Prompt A:
In the consulting agreement excerpt below, what quarterly rate does the Company pay the Consultant for Services?
Prompt B:
Translate this sentence from the consulting agreement excerpt below into Spanish: "Such payments shall be reported to Consultant as income on a Form 1099-NEC."
Prompt C:
Continue the consulting agreement excerpt below, starting after its final sentence.

Excerpt provided:
Product Strategy and Technology Roadmap: Providing advisory input regarding the Company’s product portfolio, including hydrogen production, storage, distribution and fuel cell technologies, and contributing to long-term product roadmap and commercialization strategy discussions.
Large-Scale Commercial and Infrastructure Development: Supporting strategic customer engagement and large-scale system development initiatives consistent with the Company’s growth strategy in hydrogen production and fuel cell deployment.

Consultant shall be available and engaged and performing the Services for not more than thirty (30) hours per week without the Company’s approval.

Exhibit A


EXHIBIT B

COMPENSATION

Consultant Fees

For Services rendered by Consultant pursuant to this Agreement, the Company shall pay Consultant at the quarterly rate of $155,000 USD by the Company in arrears (pro-rated for any partial quarterly period of Service). Such payments shall be reported to Consultant as income on a Form 1099-NEC.

Equity Compensation

Subject to the approval of the Board, in each quarter of the Term, Consultant will receive an equity award with a Value (as defined below) of $150,000, provided, that such quarterly awards shall have an aggregate Value of no more than $600,000 on an annualized basis (each quarterly award, the “Quarterly Award”). Each Quarterly Award shall be in the form of a stock option and shall vest in accordance with the Company’s standard vesting schedule applicable to non-employee service providers as determined by the Board, or the Compensation Committee of the Board, at the time of grant, subject to Consultant’s continued Service Relationship through each applicable vesting date. Each Quarterly Award shall be subject to the terms and conditions of the Plan and the applicable stock option agreement. All outstanding Quarterly Awards held by Consultant shall become fully vested upon a Sale Event (as defined in the Plan). The exercise price per share of each Quarterly Award will be equal to the closing price on the NASDAQ Capital Market (or such other market on which the Company’s common stock is then principally listed) of one share of the Company’s common stock on the grant date. For purposes of this Agreement, “Value” means the grant date fair value of the option (i.e., Black-Scholes Value) determined in accordance with the reasonable assumptions and methodologies employed by the Company for calculating the fair value of options under Financial Accounting Standard Board (“FASB”) Accounting Standards Codification (“ASC”) Topic 718.

Supplied data:
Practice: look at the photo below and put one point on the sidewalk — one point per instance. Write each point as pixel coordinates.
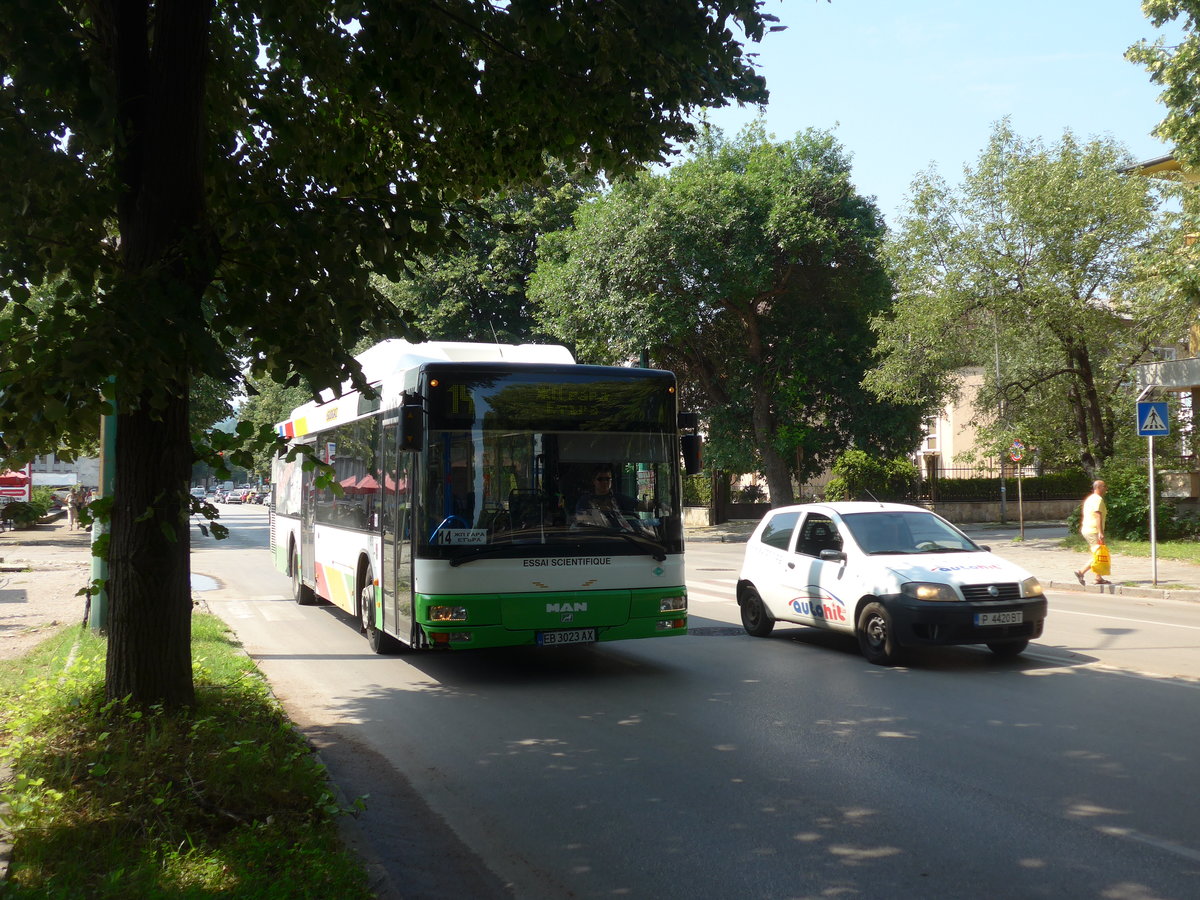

Output A:
$155,000 USD per quarter, paid in arrears.

Output B:
Dichos pagos se declararán al Consultor como ingresos en un Formulario 1099-NEC.

Output C:
Exhibit B


EXHIBIT C

CONFIDENTIAL INFORMATION AND

INVENTION ASSIGNMENTS AGREEMENT

THIS AGREEMENT (this “Confidentiality Agreement”) is made and entered into as of [______________], 202[_] (the “Effective Date”) by and between Plug Power Inc. (the “Company”), with a business address of 125 Vista Boulevard, Slingerlands, New York 12159 and [______________] (the “Consultant”) with an address of [______________].  The Company and Consultant shall sometimes be referred to, individually, as a “party” and, collectively, as the “parties.”  Capitalized terms used herein and not defined herein, shall have the meanings ascribed to them in the Agreement.

WITNESSETH:

WHEREAS, Consultant maintains a relationship with the Company in a capacity in which Consultant has received or contributed, or may receive or contribute, to the Company’s proprietary or confidential information; and

WHEREAS, the Company develops and uses valuable technical and non-technical confidential and proprietary information which it may wish to commercialize and protect either by patents, trademarks, copyrights, or by keeping secret and confidential.

NOW, THEREFORE, in consideration of the execution of that certain Agreement, by and between the Company and Consultant, of even date herewith (the “Consulting Agreement”) and other good and valuable consideration, the receipt and sufficiency of which are hereby acknowledged, the Company and Consultant mutually covenant and agree that:

1.Consulting Relationship.  Nothing in this Confidentiality Agreement alters the Consultant’s status as an independent contractor.  The Company retains all rights to terminate the Consultant’s engagement by the Company pursuant to the Consulting Agreement.

2.Proprietary Information.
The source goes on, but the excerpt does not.